수행 작업 -
자료의 첫 줄에서 시작해 "(67, 95), (105, 190)"가 들어 있는 줄에서 끝나는 부분을 양 끝 줄까지 포함하여 원문 그대로 다시 입력하십시오.
___ 제공 자료
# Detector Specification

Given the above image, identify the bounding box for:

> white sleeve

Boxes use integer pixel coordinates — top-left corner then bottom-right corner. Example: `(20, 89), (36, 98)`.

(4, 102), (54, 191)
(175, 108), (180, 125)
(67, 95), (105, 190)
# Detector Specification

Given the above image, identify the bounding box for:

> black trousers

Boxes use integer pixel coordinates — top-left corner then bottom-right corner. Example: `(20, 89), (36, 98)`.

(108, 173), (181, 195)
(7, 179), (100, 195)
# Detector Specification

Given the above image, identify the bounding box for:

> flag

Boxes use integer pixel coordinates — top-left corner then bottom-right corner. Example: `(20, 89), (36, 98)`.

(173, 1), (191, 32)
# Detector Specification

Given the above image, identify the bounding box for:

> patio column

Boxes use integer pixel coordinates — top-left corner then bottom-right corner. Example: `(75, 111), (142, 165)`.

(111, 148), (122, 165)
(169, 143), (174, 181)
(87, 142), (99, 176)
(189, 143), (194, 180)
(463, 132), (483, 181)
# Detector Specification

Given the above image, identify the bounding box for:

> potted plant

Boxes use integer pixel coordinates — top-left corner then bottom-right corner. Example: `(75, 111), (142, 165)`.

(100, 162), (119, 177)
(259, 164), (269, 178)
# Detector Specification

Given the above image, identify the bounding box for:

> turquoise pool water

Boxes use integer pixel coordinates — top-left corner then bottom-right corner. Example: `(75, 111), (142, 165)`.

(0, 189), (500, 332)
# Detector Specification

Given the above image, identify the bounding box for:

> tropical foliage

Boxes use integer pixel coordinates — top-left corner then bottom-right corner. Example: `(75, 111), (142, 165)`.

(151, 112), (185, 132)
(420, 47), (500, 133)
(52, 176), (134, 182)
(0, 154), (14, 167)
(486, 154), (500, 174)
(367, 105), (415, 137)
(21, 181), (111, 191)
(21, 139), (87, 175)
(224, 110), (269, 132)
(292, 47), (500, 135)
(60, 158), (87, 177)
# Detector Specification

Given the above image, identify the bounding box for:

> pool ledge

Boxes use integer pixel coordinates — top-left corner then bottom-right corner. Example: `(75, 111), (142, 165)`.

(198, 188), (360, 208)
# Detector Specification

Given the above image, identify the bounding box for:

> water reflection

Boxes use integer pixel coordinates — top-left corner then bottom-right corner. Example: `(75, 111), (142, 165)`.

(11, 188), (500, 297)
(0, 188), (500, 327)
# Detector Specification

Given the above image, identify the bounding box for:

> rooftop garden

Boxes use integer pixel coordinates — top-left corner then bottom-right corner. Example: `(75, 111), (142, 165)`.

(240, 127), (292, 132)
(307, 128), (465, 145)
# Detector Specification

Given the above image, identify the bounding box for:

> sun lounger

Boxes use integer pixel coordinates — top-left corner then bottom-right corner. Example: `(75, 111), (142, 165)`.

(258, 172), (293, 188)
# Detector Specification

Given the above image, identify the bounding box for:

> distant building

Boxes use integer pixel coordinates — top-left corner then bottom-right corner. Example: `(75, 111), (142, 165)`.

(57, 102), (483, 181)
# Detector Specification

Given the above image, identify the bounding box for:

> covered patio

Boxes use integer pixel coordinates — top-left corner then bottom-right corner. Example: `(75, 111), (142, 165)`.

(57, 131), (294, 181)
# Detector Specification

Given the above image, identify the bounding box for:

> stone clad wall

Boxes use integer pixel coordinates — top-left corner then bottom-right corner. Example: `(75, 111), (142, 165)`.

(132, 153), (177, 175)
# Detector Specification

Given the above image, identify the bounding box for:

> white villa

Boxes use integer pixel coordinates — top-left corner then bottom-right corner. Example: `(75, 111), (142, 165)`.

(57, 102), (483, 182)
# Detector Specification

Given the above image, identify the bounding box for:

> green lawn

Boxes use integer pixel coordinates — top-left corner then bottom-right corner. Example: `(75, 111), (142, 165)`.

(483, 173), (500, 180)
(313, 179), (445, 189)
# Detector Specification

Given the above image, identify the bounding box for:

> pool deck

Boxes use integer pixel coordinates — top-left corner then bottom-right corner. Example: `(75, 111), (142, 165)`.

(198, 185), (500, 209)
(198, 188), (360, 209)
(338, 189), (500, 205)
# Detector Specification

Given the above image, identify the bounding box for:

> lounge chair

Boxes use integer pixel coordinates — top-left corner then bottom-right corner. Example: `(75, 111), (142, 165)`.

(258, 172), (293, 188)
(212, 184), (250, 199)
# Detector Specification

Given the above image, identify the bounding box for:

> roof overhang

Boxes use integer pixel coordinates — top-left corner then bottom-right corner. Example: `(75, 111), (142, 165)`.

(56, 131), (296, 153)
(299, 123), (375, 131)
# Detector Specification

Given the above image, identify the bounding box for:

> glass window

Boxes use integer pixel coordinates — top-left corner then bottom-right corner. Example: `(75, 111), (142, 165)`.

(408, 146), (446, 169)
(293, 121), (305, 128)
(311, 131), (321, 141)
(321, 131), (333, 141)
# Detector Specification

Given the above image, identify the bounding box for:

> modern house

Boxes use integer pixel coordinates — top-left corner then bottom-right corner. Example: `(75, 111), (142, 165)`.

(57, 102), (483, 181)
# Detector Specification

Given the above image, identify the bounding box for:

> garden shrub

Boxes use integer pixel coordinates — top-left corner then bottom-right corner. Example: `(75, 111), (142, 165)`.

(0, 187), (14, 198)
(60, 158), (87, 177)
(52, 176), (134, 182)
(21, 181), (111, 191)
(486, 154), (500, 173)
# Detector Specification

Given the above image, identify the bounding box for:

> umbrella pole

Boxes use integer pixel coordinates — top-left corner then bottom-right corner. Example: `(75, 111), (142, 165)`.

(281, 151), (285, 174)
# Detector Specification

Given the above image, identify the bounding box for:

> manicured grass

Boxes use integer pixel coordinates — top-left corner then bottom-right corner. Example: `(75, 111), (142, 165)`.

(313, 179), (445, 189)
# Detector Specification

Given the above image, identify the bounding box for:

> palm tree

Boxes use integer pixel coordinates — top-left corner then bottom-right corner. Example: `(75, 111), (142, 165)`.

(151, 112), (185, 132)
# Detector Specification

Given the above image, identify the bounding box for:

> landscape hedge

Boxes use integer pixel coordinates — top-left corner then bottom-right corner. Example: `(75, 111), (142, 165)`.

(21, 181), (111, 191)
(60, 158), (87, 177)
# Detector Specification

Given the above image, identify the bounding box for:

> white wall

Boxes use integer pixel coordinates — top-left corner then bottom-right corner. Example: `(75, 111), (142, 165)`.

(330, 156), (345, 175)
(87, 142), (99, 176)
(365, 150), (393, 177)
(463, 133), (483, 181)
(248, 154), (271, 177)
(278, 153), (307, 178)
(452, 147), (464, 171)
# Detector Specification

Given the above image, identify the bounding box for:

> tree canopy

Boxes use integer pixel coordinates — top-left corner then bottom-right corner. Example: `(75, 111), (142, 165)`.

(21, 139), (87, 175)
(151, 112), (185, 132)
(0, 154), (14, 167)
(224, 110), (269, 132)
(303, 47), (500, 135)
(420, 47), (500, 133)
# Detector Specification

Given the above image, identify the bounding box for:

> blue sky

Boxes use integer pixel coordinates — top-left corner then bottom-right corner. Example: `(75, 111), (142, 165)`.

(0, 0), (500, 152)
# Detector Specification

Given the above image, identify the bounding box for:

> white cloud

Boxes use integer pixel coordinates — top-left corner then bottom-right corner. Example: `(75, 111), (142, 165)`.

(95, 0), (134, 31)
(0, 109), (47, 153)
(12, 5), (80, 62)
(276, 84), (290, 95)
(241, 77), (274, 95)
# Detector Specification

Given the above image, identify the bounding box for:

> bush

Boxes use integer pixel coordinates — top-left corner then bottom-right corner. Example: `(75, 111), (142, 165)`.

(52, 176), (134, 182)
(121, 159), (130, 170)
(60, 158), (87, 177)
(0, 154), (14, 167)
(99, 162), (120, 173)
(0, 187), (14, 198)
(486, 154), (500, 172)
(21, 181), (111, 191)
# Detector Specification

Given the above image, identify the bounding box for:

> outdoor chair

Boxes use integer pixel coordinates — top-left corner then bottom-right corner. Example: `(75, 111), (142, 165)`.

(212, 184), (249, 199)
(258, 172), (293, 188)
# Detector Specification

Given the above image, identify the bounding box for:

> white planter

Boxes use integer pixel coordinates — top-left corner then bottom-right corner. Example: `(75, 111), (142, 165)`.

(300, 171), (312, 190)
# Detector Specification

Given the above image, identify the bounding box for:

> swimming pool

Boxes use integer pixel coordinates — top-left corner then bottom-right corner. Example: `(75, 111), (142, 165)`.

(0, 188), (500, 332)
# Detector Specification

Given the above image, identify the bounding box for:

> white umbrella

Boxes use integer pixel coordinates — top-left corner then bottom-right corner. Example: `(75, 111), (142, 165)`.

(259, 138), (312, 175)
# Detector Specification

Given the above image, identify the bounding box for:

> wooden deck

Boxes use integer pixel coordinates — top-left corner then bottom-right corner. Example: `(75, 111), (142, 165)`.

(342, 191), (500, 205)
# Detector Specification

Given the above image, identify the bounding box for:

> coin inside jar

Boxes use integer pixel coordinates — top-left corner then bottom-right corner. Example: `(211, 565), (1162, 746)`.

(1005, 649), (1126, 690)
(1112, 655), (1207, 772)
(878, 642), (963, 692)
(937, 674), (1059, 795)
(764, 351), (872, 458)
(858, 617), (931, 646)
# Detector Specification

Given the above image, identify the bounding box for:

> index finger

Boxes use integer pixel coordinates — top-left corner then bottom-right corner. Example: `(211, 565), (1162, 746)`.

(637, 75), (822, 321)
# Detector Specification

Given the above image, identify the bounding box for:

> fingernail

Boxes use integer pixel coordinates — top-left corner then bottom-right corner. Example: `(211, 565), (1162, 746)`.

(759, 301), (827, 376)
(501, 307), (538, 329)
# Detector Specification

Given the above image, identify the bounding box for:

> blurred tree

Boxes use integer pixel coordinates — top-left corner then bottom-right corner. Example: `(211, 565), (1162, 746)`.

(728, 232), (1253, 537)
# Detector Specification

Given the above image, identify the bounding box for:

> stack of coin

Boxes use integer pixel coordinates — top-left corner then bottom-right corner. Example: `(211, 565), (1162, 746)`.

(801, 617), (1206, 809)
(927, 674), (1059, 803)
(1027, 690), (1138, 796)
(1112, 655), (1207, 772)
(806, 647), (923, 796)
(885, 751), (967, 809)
______
풀이 -
# Detector Specification

Given the above image, identify the bounding box for:

> white sleeve

Boxes use integer pixel coordinates — top-left corner then bottom-right corner. Example: `(20, 89), (36, 98)`.

(4, 102), (54, 191)
(175, 108), (180, 125)
(67, 95), (105, 190)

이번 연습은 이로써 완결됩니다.